Dataset excerpt
-=-=-
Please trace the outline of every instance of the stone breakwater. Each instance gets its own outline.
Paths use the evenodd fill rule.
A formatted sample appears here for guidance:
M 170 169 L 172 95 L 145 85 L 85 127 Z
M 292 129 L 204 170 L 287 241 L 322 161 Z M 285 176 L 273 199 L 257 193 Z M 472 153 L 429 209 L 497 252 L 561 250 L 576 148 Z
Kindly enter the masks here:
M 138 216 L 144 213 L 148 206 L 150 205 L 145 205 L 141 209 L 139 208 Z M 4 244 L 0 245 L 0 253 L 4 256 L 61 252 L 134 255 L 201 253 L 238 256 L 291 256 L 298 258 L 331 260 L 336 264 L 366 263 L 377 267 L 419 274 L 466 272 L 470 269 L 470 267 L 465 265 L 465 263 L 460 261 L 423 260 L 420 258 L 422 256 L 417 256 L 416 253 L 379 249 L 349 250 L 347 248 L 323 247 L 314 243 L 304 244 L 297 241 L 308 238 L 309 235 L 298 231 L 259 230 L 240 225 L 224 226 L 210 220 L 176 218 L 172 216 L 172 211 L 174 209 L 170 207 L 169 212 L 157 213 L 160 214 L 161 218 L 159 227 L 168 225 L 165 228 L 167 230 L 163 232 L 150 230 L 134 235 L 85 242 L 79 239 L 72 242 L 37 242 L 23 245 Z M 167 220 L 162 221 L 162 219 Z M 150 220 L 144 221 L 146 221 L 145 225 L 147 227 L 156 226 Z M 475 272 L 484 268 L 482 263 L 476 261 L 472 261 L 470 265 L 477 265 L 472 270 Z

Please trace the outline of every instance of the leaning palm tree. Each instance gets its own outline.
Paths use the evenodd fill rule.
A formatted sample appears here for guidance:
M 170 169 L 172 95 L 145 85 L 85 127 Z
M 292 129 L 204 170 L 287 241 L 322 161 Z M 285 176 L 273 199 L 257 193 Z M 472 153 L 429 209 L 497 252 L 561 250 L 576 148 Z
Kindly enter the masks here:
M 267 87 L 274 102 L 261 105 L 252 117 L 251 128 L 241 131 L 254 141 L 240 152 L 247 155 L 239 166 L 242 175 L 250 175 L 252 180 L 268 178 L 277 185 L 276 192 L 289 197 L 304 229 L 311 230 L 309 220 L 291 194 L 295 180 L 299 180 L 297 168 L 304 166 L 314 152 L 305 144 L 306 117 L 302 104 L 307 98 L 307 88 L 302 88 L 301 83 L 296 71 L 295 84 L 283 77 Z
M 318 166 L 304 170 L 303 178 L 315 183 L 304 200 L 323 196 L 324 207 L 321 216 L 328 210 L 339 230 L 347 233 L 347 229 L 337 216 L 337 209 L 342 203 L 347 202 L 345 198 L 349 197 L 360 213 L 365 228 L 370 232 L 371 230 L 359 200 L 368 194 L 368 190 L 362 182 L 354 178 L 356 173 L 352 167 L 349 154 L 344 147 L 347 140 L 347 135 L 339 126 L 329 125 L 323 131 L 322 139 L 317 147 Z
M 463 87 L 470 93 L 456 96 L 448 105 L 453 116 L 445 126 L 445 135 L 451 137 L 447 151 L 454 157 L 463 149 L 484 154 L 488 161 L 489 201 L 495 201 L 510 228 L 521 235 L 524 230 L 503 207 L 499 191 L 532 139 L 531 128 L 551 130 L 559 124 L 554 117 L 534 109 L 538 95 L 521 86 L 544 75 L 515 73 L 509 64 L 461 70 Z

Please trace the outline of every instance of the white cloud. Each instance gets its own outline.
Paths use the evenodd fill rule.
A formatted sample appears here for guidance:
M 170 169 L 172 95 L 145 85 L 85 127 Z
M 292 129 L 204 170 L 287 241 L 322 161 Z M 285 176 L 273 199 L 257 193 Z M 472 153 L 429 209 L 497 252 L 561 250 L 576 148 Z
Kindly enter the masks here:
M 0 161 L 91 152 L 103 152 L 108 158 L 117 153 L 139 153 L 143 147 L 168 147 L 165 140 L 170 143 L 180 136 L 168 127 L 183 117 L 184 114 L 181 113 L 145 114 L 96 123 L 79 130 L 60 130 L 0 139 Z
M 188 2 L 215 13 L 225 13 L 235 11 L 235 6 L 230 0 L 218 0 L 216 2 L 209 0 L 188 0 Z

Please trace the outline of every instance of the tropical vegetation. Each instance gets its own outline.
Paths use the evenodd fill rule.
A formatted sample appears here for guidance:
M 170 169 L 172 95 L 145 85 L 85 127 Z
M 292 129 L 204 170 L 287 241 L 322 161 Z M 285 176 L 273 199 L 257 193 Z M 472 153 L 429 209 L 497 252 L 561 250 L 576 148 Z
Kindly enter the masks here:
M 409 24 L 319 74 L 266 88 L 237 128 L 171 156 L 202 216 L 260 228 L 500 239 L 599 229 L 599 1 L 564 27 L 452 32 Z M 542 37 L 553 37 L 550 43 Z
-=-=-
Rescale the data from its first line through the line containing "M 138 216 L", keeping every line, including the requests. Multiply each outline coordinate in the answers by 1.6 and round to whole numbers with halves going up, but leave the numbers in the requests and their format samples unchanged.

Please trace the outline of every instance of the stone breakwater. Each instance gets its own outline.
Paths use the evenodd fill rule.
A formatted sample appears here for guidance:
M 170 169 L 172 95 L 145 85 L 85 127 Z
M 292 129 L 204 170 L 287 241 L 322 161 Z M 285 176 L 273 199 L 257 193 Z M 472 153 L 429 209 L 497 252 L 561 250 L 576 148 Z
Kindly enter the masks here:
M 221 346 L 230 341 L 237 330 L 240 328 L 232 328 L 226 334 L 222 333 Z M 6 390 L 0 392 L 0 405 L 6 410 L 98 403 L 214 408 L 322 405 L 381 410 L 466 410 L 477 413 L 530 416 L 538 422 L 586 421 L 603 427 L 670 438 L 746 435 L 752 430 L 752 427 L 744 424 L 744 421 L 736 418 L 677 416 L 672 413 L 675 410 L 667 410 L 666 405 L 606 398 L 558 400 L 555 397 L 517 395 L 502 389 L 486 390 L 475 386 L 493 381 L 494 376 L 477 370 L 414 368 L 384 360 L 358 362 L 336 352 L 282 349 L 275 346 L 275 338 L 278 334 L 272 331 L 270 339 L 251 341 L 256 342 L 258 349 L 254 363 L 269 360 L 264 365 L 267 368 L 261 371 L 240 368 L 214 376 L 136 387 L 126 382 L 115 387 L 59 387 L 37 392 Z M 267 352 L 259 354 L 259 350 Z M 240 352 L 230 354 L 234 354 L 232 360 L 235 363 L 250 362 Z M 760 435 L 774 429 L 771 421 L 762 418 L 755 418 L 752 424 L 763 424 L 755 432 Z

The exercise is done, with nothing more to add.